### GOAL 1
Can you change "one dot per instance" to "one dot per occurrence" in the rows, starting with the first row and going on through the line with "x=243, y=85", and give back only those lines with nothing else altered?

## Begin READING TEXT

The Awakened Kingdom is NK Jemisin's 2014 post-Inheritance-trilogy novella that I somehow misread as being a 2024 work and moved to the upper ranks of my reading list before I realized. I don't *think* I ever read it in 2014? It was fine. Bit heavy-handed - Jemisin seemed determined to hit us over the head with the point to a degree that actually took me out of the story somewhat - but it reminded me how much I liked the trilogy, and I thought it was a neat epilogue.

Slippery Creatures, KJ Charles. The first book in of one of Charles' many historical-romance trilogies. This one is a working-class soldier home from WWI and an aristocrat and there is ~espionage~. I somehow still haven't binge-read everything Charles ever wrote, but gosh I eat this stuff up. I feel like the aristocrat character here might be exploring some Peter Wimsey-adjacent territory (if you had a Wimsey who was actually gay, I mean, not just sometimes gay on AO3).

## End READING TEXT
## Begin DATA EXCERPTS

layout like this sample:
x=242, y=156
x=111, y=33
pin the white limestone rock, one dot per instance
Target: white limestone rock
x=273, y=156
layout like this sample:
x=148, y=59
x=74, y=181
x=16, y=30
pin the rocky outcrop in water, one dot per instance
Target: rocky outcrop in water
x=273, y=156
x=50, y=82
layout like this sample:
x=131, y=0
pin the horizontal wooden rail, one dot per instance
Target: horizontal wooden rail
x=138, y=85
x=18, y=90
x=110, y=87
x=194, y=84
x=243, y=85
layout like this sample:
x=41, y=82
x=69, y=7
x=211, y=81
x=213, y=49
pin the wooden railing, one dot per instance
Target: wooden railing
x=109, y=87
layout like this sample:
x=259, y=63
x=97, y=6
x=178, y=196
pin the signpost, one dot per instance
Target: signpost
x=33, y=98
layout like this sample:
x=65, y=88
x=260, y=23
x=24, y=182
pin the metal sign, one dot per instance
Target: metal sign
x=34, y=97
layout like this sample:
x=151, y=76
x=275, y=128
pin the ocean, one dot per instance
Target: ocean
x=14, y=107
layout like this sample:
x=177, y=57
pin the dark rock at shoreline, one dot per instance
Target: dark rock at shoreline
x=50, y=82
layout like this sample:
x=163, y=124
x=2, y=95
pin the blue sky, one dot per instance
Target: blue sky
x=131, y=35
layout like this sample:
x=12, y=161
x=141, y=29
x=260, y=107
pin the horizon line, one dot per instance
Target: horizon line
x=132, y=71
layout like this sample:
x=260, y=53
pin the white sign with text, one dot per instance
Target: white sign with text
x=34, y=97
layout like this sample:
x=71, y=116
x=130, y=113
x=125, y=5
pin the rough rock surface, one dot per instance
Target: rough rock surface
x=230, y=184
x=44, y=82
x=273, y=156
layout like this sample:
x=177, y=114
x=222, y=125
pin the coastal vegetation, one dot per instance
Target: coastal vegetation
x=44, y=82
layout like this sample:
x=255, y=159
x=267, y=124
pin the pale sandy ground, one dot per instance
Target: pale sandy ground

## End DATA EXCERPTS

### GOAL 2
Can you return the book reviews above in full, word for word?

### RESPONSE 1
layout like this sample:
x=242, y=156
x=111, y=33
pin the white limestone rock, one dot per occurrence
Target: white limestone rock
x=273, y=156
layout like this sample:
x=148, y=59
x=74, y=181
x=16, y=30
pin the rocky outcrop in water, one dot per occurrence
Target: rocky outcrop in water
x=273, y=156
x=50, y=82
layout like this sample:
x=131, y=0
pin the horizontal wooden rail, one dot per occurrence
Target: horizontal wooden rail
x=138, y=85
x=18, y=90
x=110, y=87
x=194, y=84
x=243, y=85

### RESPONSE 2
The Awakened Kingdom is NK Jemisin's 2014 post-Inheritance-trilogy novella that I somehow misread as being a 2024 work and moved to the upper ranks of my reading list before I realized. I don't *think* I ever read it in 2014? It was fine. Bit heavy-handed - Jemisin seemed determined to hit us over the head with the point to a degree that actually took me out of the story somewhat - but it reminded me how much I liked the trilogy, and I thought it was a neat epilogue.

Slippery Creatures, KJ Charles. The first book in of one of Charles' many historical-romance trilogies. This one is a working-class soldier home from WWI and an aristocrat and there is ~espionage~. I somehow still haven't binge-read everything Charles ever wrote, but gosh I eat this stuff up. I feel like the aristocrat character here might be exploring some Peter Wimsey-adjacent territory (if you had a Wimsey who was actually gay, I mean, not just sometimes gay on AO3).